REQUIRED WORK -> Below are the entries; set down each of them exactly.

EXTRACTED ENTRIES ->
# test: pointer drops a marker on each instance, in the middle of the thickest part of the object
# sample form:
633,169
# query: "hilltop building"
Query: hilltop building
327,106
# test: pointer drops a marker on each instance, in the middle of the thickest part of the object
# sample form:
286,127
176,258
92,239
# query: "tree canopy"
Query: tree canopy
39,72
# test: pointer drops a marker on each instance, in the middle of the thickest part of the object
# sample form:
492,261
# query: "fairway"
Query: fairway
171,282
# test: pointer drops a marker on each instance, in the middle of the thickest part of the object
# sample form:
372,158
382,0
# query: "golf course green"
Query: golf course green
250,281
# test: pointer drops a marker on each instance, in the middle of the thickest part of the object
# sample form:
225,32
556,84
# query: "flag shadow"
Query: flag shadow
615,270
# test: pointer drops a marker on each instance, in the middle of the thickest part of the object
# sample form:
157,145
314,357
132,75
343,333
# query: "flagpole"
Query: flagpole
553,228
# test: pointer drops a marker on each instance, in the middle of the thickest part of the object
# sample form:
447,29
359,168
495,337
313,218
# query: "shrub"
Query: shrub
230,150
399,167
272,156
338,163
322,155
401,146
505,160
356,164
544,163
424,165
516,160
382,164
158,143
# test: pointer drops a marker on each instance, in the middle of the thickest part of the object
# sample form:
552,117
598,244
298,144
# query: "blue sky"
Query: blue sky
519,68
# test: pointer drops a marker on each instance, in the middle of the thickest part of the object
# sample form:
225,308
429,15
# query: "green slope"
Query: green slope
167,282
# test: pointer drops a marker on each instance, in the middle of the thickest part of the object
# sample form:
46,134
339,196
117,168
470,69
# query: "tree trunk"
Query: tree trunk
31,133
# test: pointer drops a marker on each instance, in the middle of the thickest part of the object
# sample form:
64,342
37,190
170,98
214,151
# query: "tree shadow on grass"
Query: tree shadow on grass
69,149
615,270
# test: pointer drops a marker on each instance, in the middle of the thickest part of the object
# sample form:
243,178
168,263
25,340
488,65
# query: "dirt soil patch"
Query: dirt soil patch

EXERCISE SOLUTION ->
# test: pointer drops a marker on each instance, in the middle of the thickest part of the object
# sample form:
633,169
# query: "hilltop building"
Query: hilltop building
327,106
# test: pointer drops a marker on each instance, in the middle of the thickest part of the object
# sample form:
286,127
176,258
92,239
# query: "tree canopy"
Query: tree canopy
39,72
# test: pointer drops a marker on each instance, in the middle of the thickest part of the object
# sample form:
492,261
# query: "fairway"
Query: fairway
171,282
# test: pointer drops a marker on each instance, in the middle of the thickest part of the object
# sample form:
372,158
382,0
# query: "golf course green"
Query: golf course green
250,281
# test: pointer drops a marker on each instance, in the middle of the thickest part of the object
# sample form:
225,32
556,84
# query: "flag shadow"
Query: flag shadow
615,270
# test: pointer drops a marker on each instance, in the middle of the thickest part of the object
# sample form:
157,145
314,357
132,75
343,333
# query: "flagpole"
Query: flagpole
553,228
# test: pointer drops a marker on each instance, in the middle of the thickest part of the object
# sample form:
447,29
359,168
495,337
313,218
# query: "shrub"
Query: shrub
230,150
399,167
272,156
338,163
322,155
401,146
505,160
356,164
544,163
424,165
516,160
382,164
158,143
# test: pointer drops a marker on each instance, in the middle of the thickest part of the object
# sample form:
552,117
598,244
298,144
# query: "blue sky"
Query: blue sky
519,68
# test: pointer drops a marker on each instance, in the middle of the thickest part of the object
# sample form:
225,308
429,15
# query: "green slope"
Query: green slope
167,282
# test: pointer drops a marker on each instance, in the middle of the thickest part of the object
# sample form:
46,134
339,196
117,168
470,69
# query: "tree trunk"
Query: tree trunk
31,133
# test: pointer drops a marker on each instance, in the middle of the thickest part of the object
# sample form:
64,342
37,190
170,98
214,151
# query: "tree shadow on grass"
Query: tree shadow on grass
69,149
615,270
# test: pointer drops a marker on each instance, in the middle of the thickest part of the object
# sample form:
243,178
168,263
25,340
488,65
# query: "dirt soil patch"
Query: dirt soil patch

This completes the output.